> [Direction]:
Change "house" to "cottage" and reproduce the lines starting with the line containing "Question: For every instance of the house" and going on through the line containing "[(485, 523), (25, 512), (74, 553), (735, 569), (69, 523)]", leaving everything else unchanged.

===== Listed records =====

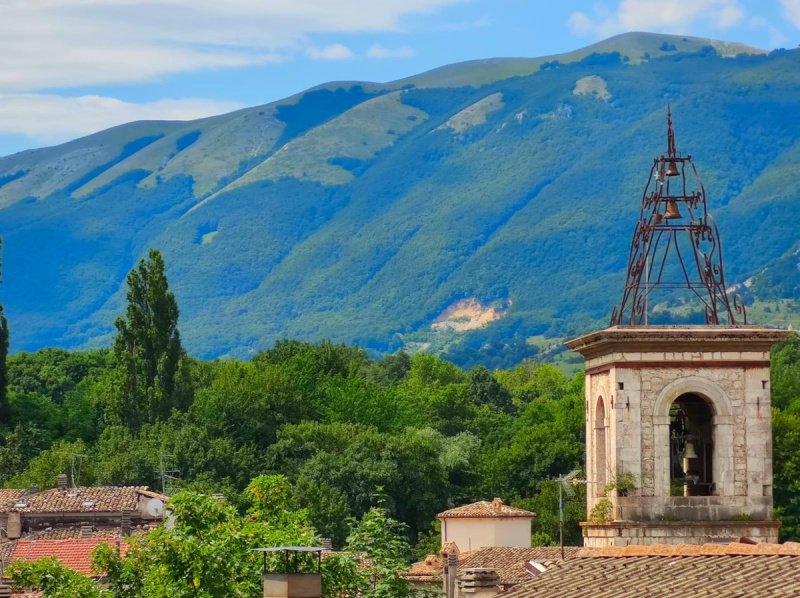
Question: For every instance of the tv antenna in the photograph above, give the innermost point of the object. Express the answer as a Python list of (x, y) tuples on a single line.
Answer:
[(566, 484), (166, 474)]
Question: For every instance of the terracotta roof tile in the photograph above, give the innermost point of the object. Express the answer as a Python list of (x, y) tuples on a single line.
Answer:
[(427, 570), (702, 570), (485, 508), (86, 499), (65, 532), (74, 553), (509, 562), (6, 548), (733, 548), (8, 498), (450, 548)]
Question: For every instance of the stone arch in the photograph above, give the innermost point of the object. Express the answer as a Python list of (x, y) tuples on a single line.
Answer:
[(600, 450), (708, 389), (722, 427)]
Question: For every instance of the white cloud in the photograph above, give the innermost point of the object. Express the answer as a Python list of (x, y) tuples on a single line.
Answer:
[(777, 39), (332, 52), (60, 43), (791, 10), (51, 119), (378, 51), (669, 16)]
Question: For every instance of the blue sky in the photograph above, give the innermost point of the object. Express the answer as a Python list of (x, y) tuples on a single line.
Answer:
[(72, 67)]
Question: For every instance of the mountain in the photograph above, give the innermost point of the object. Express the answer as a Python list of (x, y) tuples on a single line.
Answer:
[(482, 209)]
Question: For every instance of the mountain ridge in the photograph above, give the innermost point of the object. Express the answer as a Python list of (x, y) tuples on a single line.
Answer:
[(362, 213)]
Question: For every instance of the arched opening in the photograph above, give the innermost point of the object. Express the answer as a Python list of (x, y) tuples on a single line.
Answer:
[(691, 440), (600, 447)]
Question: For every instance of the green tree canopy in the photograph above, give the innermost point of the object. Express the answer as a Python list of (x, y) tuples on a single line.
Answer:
[(148, 346)]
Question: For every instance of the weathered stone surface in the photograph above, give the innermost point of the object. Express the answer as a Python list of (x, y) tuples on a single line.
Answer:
[(647, 368)]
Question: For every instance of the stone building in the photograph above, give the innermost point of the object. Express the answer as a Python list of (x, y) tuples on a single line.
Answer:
[(678, 421), (682, 413), (484, 523)]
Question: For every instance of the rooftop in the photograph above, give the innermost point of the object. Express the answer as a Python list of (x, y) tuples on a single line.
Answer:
[(723, 570), (510, 563), (80, 500), (74, 553), (485, 509)]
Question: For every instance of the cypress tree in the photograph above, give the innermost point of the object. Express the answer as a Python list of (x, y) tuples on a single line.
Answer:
[(5, 408), (148, 346)]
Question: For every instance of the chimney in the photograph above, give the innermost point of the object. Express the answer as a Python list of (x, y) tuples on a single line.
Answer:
[(14, 525), (449, 575), (480, 582), (125, 523)]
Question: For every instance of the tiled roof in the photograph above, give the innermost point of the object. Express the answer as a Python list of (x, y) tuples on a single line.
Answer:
[(733, 548), (449, 548), (87, 499), (6, 548), (428, 570), (74, 553), (767, 570), (485, 508), (509, 562)]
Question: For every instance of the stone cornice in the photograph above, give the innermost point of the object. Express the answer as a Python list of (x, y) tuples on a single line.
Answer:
[(649, 339)]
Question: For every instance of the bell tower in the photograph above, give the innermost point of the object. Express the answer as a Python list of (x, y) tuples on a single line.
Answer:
[(678, 419)]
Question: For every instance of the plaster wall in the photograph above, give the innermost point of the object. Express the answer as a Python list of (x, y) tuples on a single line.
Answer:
[(470, 533)]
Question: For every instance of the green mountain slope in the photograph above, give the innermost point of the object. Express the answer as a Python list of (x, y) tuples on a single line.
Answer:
[(473, 209)]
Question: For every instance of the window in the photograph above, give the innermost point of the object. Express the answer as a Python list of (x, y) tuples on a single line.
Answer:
[(600, 447)]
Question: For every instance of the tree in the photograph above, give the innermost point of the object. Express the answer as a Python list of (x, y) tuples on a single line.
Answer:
[(382, 540), (486, 390), (148, 346), (4, 407), (206, 552)]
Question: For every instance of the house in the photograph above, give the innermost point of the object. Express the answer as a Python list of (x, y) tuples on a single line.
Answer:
[(485, 523), (25, 512), (74, 553), (735, 569), (69, 523)]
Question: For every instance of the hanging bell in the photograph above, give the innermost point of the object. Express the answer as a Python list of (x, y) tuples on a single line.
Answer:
[(690, 453), (672, 168), (672, 213)]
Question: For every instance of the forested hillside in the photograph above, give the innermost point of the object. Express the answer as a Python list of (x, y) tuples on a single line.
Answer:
[(414, 434), (482, 210)]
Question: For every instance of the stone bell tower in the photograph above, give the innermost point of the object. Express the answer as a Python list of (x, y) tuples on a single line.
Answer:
[(678, 419)]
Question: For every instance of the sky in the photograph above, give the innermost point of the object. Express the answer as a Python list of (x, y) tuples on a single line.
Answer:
[(72, 67)]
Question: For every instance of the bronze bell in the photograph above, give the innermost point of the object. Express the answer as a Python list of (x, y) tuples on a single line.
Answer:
[(672, 168), (672, 213)]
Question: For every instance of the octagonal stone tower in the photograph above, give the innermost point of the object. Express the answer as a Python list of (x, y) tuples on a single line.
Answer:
[(678, 418)]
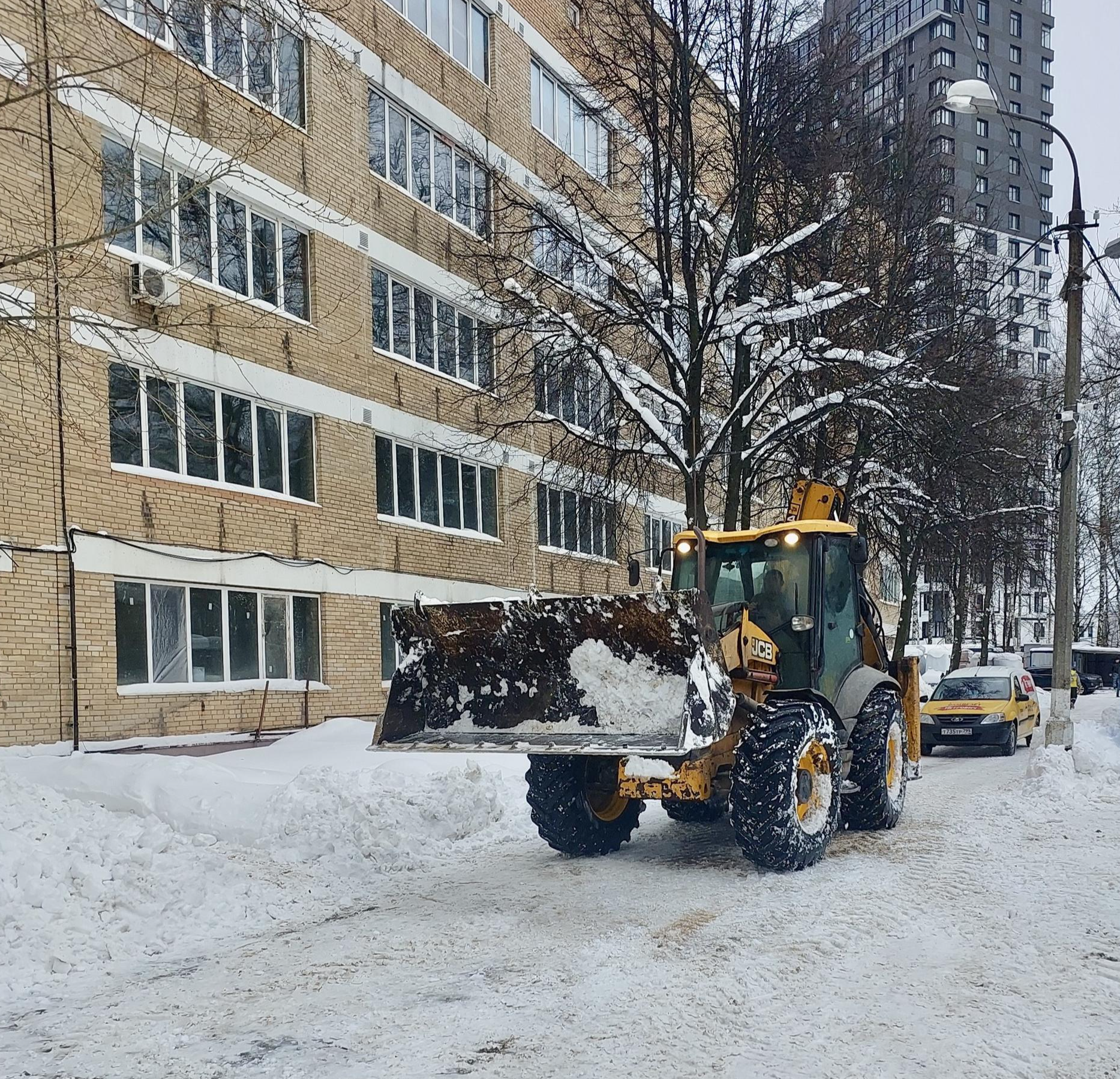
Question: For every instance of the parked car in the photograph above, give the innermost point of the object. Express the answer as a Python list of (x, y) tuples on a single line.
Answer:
[(988, 706)]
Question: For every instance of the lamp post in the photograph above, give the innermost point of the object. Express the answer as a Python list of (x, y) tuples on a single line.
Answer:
[(971, 97)]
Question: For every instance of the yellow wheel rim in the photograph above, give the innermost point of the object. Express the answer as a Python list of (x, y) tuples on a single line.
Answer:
[(812, 784), (600, 789)]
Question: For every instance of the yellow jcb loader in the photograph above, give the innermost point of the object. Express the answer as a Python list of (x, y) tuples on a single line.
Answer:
[(758, 685)]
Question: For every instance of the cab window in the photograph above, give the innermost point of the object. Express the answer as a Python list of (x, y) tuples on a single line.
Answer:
[(972, 690)]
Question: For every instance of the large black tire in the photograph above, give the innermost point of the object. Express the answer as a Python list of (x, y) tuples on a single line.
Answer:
[(766, 779), (878, 763), (697, 813), (563, 804)]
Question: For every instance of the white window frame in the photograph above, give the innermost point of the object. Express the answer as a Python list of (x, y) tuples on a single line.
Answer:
[(398, 518), (538, 74), (608, 509), (480, 220), (436, 301), (227, 684), (406, 9), (654, 559), (213, 191), (183, 476), (128, 11)]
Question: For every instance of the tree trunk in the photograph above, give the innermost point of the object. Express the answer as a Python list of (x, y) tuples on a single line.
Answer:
[(960, 609), (989, 573), (908, 563)]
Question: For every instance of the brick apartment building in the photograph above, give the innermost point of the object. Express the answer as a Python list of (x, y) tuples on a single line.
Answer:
[(238, 430)]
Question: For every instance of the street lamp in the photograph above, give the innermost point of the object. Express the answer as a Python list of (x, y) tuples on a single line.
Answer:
[(972, 97)]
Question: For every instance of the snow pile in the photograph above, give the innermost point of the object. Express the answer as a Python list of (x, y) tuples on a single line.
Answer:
[(108, 861), (648, 768), (1089, 774), (82, 888), (382, 819), (631, 697)]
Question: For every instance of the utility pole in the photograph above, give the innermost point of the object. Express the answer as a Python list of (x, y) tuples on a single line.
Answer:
[(1060, 725)]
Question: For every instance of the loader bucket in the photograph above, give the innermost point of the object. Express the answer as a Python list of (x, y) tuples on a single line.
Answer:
[(569, 675)]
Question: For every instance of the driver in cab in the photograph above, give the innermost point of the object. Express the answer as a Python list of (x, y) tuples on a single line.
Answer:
[(771, 609)]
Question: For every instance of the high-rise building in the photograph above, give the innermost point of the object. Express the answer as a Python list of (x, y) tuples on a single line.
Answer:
[(899, 59)]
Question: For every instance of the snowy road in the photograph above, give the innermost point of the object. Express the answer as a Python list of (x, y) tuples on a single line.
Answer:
[(981, 938)]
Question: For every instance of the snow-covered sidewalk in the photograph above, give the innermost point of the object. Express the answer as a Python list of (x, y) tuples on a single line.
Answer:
[(310, 909)]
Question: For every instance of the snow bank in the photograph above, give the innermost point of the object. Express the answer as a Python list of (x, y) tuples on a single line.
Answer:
[(1079, 778), (111, 859), (631, 697)]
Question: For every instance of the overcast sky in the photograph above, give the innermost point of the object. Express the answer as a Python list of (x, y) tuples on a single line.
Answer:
[(1086, 109)]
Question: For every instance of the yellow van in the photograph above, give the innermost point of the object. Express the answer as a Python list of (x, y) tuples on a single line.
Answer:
[(990, 706)]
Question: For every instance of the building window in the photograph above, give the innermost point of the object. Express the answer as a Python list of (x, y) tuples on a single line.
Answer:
[(891, 582), (412, 324), (241, 47), (390, 650), (416, 158), (569, 521), (206, 434), (179, 634), (554, 253), (576, 394), (564, 120), (659, 541), (218, 239), (457, 27), (419, 484)]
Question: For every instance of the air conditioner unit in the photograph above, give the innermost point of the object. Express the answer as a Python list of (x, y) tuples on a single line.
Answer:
[(154, 287)]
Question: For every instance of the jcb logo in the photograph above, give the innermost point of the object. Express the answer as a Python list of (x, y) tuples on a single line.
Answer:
[(763, 650)]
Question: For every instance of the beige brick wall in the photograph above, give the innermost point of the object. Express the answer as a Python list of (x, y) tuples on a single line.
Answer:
[(328, 161)]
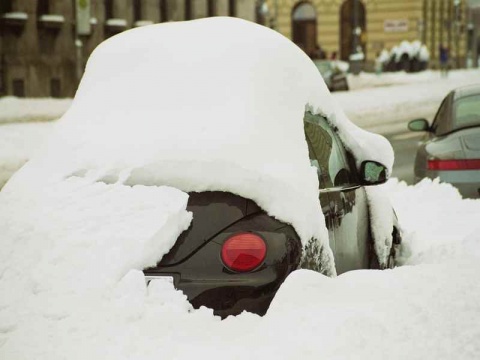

=====

> [The answer]:
Question: For every instance of the cottage in the photograph above, give the innermost point of the object. Express the answer as a Python list of (x, y) tuples on a single line.
Answer:
[(485, 523), (25, 512), (74, 553), (735, 569), (69, 523)]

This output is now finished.